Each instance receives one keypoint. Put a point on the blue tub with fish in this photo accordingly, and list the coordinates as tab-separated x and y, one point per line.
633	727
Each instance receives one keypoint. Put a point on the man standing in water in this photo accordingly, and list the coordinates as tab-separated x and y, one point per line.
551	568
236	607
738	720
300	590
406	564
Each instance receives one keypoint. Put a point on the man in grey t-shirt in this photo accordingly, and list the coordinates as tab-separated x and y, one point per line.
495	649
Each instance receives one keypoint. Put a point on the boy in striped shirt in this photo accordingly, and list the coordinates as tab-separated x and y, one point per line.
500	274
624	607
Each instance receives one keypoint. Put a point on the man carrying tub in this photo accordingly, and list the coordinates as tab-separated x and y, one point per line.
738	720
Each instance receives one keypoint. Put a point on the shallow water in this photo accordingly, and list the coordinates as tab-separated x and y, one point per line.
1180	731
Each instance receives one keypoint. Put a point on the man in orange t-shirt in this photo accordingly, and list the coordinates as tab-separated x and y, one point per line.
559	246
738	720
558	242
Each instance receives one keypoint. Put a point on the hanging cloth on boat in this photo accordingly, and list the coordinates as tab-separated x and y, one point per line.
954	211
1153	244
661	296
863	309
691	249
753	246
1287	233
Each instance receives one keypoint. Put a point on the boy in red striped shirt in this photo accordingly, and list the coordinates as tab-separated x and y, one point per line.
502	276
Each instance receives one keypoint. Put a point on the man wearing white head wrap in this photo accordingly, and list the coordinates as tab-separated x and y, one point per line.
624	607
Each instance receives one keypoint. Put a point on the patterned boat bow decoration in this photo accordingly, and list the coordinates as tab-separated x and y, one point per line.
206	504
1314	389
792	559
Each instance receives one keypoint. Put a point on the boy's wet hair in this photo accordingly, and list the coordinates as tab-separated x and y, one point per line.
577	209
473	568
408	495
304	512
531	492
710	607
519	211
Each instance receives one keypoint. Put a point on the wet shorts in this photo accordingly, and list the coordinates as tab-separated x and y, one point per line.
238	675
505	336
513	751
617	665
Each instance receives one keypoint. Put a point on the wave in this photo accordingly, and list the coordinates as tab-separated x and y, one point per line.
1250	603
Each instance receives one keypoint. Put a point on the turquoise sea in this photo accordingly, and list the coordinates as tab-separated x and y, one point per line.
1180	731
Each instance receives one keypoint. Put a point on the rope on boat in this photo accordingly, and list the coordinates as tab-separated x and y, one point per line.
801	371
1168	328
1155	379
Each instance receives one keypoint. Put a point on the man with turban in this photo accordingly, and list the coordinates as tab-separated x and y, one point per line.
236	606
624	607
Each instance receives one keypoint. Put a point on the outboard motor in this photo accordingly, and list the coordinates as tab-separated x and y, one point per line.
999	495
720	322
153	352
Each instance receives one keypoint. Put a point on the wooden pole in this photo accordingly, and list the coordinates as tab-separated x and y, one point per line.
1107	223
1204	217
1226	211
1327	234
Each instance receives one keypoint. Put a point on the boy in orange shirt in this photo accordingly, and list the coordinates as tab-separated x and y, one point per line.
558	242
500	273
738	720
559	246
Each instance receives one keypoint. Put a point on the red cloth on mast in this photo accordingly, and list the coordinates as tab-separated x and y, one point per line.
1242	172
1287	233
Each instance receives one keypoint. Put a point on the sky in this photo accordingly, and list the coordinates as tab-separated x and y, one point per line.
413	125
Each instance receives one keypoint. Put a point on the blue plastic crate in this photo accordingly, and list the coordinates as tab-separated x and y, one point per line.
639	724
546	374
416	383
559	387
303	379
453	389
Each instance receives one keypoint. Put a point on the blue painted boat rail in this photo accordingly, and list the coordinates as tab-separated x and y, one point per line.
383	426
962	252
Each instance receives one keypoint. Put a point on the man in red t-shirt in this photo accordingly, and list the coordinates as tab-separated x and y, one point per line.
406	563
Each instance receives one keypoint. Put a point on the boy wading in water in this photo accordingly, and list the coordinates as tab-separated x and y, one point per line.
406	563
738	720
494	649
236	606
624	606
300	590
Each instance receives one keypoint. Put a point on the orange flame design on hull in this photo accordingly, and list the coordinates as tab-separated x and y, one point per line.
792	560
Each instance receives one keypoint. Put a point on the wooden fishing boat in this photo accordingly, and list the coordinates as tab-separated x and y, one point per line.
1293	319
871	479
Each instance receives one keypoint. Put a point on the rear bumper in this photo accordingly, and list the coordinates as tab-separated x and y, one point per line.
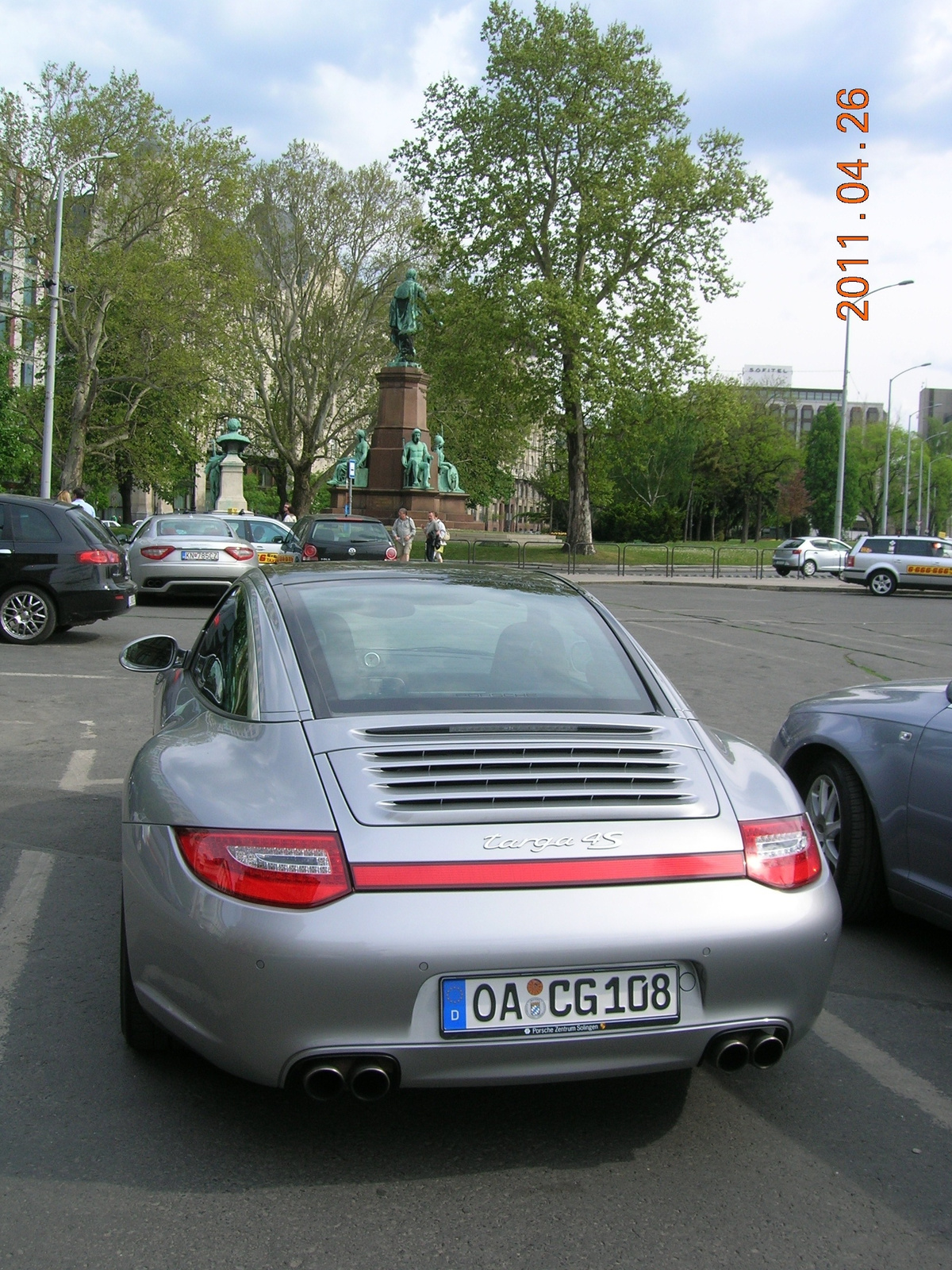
257	990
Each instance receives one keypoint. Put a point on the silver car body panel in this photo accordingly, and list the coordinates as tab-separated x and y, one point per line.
257	990
879	730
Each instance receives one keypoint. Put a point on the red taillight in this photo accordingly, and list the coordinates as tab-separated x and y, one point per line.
781	852
507	874
98	556
291	870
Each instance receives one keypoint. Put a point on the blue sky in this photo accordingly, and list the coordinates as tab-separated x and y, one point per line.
351	76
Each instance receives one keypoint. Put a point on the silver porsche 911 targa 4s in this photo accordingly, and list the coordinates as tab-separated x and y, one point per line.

DESCRIPTION OF THE TASK:
Can you scale the lines from the line with "the wooden fishing" up to and including the last row, copying every line (requests included) but multiplying each x and y coordinate in the answers by 0.55 and rounding to a whole number, with halves rounded up? Leave the pictures out of your answer.

EXERCISE RESULT:
Each instance receives one keypoint. Put a point on the wooden fishing boat in this photo accordingly, and list the coordinates as tab-separated x and y, one point per line.
711	175
479	263
Each instance receives one keypoint. Put a point on the rear bumper in this photo accordingly, and list the coordinates as tab-separated x and y, one point per line.
141	545
Each instance receives one keypoint. Put a point on the silver car body panel in this photo accordingly, and list the coordinates as tab-separated x and y, one point per line.
141	545
483	402
Each instance receives one keypoint. Put a point on the red taillight in this photo accordingly, and list the coordinates as tab-separated x and y, one point per line.
430	469
279	481
54	306
160	479
Each instance receives one keypoint. Put a point on the blue sky in this photo accordingly, and list the coordinates as tab-separated x and y, one point per line.
193	42
Each instance receives one keypoint. Put a point on the silver porsche 911 targa 4s in this photo accordingly, and list the coordinates as tab-separated x and y, one point per line.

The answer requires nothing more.